DOCUMENT TEXT
________
Norwegian oil and gas takes hit as Wisting stalls

Equinor is putting the Wisting oil project on hold amid rising costs, raising questions over the future of similar Norwegian oil and gas projects in the Arctic.

Environmentalists are hopeful that plans to produce oil from the controversial Wisting field in the Norwegian Arctic will be permanently shelved after its developer Equinor announced it was putting the oil project on hold amid rising costs.

Equinor and partners AkerBP (35%) Petoro (20%) and INPEX Idemitsu Norge (10%) said on November 9 that they were postponing to 2026 the investment decision to develop the Wisting oil field, which was due in December this year, citing “a cost increase due to increased global inflation and cost growth in the supply industry nationally and internationally.”

The updated investment estimate for the project had soared to 104 billion crowns (around $10 billion) from 60-75 billion crowns previously estimated.

While the company said it will continue to progress the project with a view to reducing costs and improving its profitability, it is now “very unlikely that Wisting will ever be built,” Andreas Randøy, Energy Campaigner at Greenpeace in Norway, told Gas Outlook.
________
Data items

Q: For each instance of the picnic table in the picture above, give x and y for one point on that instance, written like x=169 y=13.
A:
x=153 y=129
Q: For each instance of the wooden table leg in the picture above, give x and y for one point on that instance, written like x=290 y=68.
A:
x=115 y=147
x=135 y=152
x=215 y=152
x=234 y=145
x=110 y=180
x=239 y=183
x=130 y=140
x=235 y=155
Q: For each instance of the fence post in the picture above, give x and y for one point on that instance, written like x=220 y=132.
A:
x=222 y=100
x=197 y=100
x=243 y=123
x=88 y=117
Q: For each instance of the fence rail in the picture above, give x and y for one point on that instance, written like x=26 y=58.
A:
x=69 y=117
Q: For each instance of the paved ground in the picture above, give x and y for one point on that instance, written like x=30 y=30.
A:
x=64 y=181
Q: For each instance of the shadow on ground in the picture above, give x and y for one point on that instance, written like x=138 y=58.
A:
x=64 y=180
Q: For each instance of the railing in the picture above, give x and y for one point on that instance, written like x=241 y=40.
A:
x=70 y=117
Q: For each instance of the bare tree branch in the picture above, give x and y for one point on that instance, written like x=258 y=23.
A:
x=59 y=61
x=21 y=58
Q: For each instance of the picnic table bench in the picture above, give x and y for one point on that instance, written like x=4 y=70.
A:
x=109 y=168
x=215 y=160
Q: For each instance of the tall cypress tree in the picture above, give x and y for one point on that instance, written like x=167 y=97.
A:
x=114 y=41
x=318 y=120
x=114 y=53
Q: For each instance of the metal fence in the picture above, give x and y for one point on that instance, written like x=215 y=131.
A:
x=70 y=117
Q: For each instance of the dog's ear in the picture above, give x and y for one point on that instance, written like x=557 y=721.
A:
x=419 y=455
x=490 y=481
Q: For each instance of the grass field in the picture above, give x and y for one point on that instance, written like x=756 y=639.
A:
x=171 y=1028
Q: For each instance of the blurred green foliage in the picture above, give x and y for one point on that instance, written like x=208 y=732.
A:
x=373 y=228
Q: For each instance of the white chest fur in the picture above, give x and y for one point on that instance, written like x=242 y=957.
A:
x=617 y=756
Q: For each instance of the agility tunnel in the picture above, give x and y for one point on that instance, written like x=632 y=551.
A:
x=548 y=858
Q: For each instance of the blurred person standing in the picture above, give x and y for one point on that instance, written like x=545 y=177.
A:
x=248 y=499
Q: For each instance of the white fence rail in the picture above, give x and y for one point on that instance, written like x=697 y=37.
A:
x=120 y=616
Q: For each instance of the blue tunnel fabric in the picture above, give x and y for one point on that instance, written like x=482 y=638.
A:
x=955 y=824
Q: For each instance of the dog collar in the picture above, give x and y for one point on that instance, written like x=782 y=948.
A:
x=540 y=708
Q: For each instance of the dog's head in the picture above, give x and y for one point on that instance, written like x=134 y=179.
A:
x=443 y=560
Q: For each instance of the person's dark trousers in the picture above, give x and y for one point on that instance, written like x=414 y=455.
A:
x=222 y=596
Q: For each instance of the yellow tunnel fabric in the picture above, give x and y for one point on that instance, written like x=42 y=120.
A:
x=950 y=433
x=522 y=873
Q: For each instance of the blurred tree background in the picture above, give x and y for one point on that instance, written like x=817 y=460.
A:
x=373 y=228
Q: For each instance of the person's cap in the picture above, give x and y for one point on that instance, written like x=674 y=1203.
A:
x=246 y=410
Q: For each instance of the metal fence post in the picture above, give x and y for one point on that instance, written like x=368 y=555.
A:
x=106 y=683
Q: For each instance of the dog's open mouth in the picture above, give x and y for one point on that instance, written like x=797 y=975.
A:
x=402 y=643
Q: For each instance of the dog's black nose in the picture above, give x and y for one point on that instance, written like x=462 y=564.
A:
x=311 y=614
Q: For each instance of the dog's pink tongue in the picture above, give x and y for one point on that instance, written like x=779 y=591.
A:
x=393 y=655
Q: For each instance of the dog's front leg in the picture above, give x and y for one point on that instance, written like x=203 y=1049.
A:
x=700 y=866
________
TASKS FOR THIS EXERCISE
**A)** According to the Wisting article, to what year was the investment decision on developing the field postponed?
**B)** Reproduce everything in the Wisting article from "Norwegian oil and gas takes" down to "in the Arctic.".
**C)** List the partners in the Wisting project that the Wisting article names alongside Equinor, with the share given for each.
The records are separate material, unrelated to the text.

TASK RESPONSES
**A)** 2026

**B)**
Norwegian oil and gas takes hit as Wisting stalls

Equinor is putting the Wisting oil project on hold amid rising costs, raising questions over the future of similar Norwegian oil and gas projects in the Arctic.

**C)**
AkerBP (35%)
Petoro (20%)
INPEX Idemitsu Norge (10%)